▶ **Arbeitsauftrag**:
Schreiben Sie den Abschnitt des Dokumentauszugs um, der mit den Worten „- NJW-RR 1999, 10-11“ einsetzt und mit „Richter ... und ...“ schließt, wobei „Zivilsenat“ durch „Familiensenat“ zu ersetzen ist.
┌─ Dokumentauszug
Oberlandesgericht Celle
Beschl. v. 13.07.1998, Az.: 4 W 129/98
Voraussetzungen einer Ausgleichszahlung zugunsten des Inhabers eines Wohnungsrechtes; Unmöglichkeit der Ausübung des Wohnungsrechtes auf Grund eigener Pflegebedürftigkeit; Erlöschen des Wohnungsrechtes durch Umzug in ein Altenheim; Umwandlung des Wohnrechtes in eine Geldleistung oder in ein Vermietungsrecht
Bibliographie
- Gericht
- OLG Celle
- Datum
- 13.07.1998
- Aktenzeichen
- 4 W 129/98
- Entscheidungsform
- Beschluss
- Referenz
- WKRS 1998, 30467
- Entscheidungsname
- [keine Angabe]
- ECLI
- ECLI:DE:OLGCE:1998:0713.4W129.98.0A
Verfahrensgang
- vorgehend
- LG Hannover - 23.12.1997 - AZ: 9 O 224/97
Rechtsgrundlagen
- § 1093 BGB
- § 242 BGB
Fundstellen
- MDR 1998, 1344
- MDR 1999, 97
- MDR 1999, 87 (amtl. Leitsatz mit Anm.)
- NJW-RR 1999, 10-11 (Volltext mit red. LS)
- NZM 1998, 929-930
- OLGReport Gerichtsort 1998, 237-238
Der 4. Zivilsenat des Oberlandesgerichts Celle hat
unter Mitwirkung
des Vorsitzenden Richters ... sowie
der Richter ... und ...
am 13. Juli 1998
beschlossen:
Tenor:
Auf die Beschwerde der Antragstellerin wird der Beschluß der 9. Zivilkammer des Landgerichts Hannover vom 23. Dezember 1997 teilweise geändert.
Der Antragstellerin wird Prozeßkostenhilfe auch für den Antrag bewilligt, die Antragsgegner zu verurteilen, an sie mit Wirkung vom 1. November 1997 monatlich 300 DM zu zahlen.
Der Antragstellerin wird Rechtsanwalt ... in Hannover beigeordnet.
Gründe
I.
└─
┌─ Erfasste Datensätze
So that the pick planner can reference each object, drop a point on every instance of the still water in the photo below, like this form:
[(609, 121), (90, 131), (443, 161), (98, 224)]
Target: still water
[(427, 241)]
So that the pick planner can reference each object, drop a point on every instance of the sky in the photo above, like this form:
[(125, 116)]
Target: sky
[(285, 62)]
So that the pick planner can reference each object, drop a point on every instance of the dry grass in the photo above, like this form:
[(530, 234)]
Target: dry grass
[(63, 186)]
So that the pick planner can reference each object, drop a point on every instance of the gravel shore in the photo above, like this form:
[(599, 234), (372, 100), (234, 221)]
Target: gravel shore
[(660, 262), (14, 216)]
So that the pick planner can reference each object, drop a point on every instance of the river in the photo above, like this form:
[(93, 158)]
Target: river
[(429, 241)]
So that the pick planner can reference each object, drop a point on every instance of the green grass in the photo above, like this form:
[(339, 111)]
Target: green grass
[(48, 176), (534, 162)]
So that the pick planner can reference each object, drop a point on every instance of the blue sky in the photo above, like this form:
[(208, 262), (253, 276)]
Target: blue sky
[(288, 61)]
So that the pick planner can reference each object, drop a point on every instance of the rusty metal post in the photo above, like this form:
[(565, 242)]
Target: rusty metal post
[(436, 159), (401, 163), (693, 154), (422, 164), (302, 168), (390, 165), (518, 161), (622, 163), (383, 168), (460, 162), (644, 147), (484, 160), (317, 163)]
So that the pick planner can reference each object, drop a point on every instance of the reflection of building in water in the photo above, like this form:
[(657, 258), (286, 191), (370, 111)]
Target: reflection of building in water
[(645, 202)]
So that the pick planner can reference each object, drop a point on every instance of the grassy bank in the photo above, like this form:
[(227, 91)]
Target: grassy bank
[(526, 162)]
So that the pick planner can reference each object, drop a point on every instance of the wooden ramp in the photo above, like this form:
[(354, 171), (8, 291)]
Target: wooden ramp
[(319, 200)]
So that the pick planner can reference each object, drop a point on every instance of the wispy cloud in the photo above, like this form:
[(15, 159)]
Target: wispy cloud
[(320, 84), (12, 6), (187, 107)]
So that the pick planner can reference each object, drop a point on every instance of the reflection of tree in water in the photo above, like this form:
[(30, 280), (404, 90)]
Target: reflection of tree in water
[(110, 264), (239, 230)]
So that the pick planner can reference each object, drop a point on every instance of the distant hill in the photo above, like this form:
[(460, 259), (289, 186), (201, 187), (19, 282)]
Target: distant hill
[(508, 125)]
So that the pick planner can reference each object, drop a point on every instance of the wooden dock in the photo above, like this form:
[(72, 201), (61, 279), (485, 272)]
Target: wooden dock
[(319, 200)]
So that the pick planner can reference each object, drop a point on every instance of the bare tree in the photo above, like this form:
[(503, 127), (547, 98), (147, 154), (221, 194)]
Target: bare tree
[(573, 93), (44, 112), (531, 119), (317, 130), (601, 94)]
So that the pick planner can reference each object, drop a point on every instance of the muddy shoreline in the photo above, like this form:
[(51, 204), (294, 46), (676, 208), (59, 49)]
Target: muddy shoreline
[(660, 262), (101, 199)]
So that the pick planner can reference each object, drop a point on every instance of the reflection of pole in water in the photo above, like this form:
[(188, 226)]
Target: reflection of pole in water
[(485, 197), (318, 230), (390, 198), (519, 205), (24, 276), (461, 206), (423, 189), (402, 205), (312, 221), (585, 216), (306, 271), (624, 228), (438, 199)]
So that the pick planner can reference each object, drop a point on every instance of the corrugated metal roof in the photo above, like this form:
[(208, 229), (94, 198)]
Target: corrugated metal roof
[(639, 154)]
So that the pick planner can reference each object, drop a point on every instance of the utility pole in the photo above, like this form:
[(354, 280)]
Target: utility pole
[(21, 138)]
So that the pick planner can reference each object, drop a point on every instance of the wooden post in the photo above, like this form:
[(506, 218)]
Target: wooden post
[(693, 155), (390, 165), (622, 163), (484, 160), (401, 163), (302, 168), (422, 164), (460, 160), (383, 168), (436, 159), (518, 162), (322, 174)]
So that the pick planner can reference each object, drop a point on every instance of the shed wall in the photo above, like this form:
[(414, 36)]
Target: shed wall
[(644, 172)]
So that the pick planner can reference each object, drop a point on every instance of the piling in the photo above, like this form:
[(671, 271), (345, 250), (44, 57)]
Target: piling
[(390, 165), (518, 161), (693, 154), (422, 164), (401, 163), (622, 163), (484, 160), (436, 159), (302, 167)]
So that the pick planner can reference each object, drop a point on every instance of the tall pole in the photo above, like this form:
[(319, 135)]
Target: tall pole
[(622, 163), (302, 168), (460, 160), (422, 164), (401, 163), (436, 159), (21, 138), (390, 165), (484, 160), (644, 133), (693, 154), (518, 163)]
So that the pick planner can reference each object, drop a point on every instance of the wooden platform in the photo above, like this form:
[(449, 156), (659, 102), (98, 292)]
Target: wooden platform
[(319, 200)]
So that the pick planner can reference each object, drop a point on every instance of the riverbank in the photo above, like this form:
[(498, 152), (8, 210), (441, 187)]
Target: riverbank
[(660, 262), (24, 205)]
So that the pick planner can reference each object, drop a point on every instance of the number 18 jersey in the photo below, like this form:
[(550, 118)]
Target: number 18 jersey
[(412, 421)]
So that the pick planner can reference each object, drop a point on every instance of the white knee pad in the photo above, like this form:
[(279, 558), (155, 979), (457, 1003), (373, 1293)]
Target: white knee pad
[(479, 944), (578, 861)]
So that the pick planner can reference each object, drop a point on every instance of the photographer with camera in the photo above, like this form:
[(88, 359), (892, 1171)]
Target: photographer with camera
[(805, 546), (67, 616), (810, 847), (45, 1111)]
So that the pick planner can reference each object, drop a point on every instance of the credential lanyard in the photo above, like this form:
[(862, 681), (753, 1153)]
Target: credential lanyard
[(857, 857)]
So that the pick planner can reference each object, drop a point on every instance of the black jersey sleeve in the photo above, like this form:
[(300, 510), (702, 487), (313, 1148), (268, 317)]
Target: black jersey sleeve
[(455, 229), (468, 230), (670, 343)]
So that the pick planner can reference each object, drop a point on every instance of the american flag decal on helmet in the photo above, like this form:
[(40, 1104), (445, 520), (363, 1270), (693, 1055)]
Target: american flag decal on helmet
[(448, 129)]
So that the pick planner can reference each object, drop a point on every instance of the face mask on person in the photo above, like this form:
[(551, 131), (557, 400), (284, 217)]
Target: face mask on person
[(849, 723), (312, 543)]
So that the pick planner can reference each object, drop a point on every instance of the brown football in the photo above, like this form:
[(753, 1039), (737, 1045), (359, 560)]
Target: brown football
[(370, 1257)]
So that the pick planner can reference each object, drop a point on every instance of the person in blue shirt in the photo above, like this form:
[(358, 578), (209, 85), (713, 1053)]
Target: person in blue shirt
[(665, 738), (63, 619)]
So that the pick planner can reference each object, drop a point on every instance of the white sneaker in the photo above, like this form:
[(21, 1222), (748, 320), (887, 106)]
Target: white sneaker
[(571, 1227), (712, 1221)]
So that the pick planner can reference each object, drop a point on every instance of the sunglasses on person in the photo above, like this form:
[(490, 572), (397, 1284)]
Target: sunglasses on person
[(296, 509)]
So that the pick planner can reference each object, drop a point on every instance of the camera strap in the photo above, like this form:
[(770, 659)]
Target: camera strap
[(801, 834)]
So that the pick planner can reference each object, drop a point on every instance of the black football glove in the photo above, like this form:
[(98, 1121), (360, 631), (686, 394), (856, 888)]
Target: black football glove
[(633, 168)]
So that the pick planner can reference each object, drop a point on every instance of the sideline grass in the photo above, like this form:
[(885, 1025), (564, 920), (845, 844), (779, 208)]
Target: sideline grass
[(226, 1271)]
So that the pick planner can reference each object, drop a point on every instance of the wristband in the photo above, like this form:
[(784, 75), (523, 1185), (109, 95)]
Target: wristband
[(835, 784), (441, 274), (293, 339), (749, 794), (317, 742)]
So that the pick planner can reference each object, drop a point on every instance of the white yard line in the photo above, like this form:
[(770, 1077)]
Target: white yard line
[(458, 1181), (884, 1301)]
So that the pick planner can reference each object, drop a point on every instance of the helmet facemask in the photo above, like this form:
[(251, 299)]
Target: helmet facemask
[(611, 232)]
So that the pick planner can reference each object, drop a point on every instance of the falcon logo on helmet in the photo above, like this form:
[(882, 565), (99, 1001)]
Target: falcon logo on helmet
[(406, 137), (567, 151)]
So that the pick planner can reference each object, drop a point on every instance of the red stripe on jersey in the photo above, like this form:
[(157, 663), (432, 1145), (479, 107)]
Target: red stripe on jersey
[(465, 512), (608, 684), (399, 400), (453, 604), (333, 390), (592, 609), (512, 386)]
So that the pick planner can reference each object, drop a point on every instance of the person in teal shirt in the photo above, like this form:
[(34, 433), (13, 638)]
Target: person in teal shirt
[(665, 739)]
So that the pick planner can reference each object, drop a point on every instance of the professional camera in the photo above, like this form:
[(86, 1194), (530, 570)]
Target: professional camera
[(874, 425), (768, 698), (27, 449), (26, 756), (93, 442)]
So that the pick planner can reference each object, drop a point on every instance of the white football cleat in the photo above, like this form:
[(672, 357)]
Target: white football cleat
└─
▶ **Die Antwort**:
- NJW-RR 1999, 10-11 (Volltext mit red. LS)
- NZM 1998, 929-930
- OLGReport Gerichtsort 1998, 237-238
Der 4. Familiensenat des Oberlandesgerichts Celle hat
unter Mitwirkung
des Vorsitzenden Richters ... sowie
der Richter ... und ...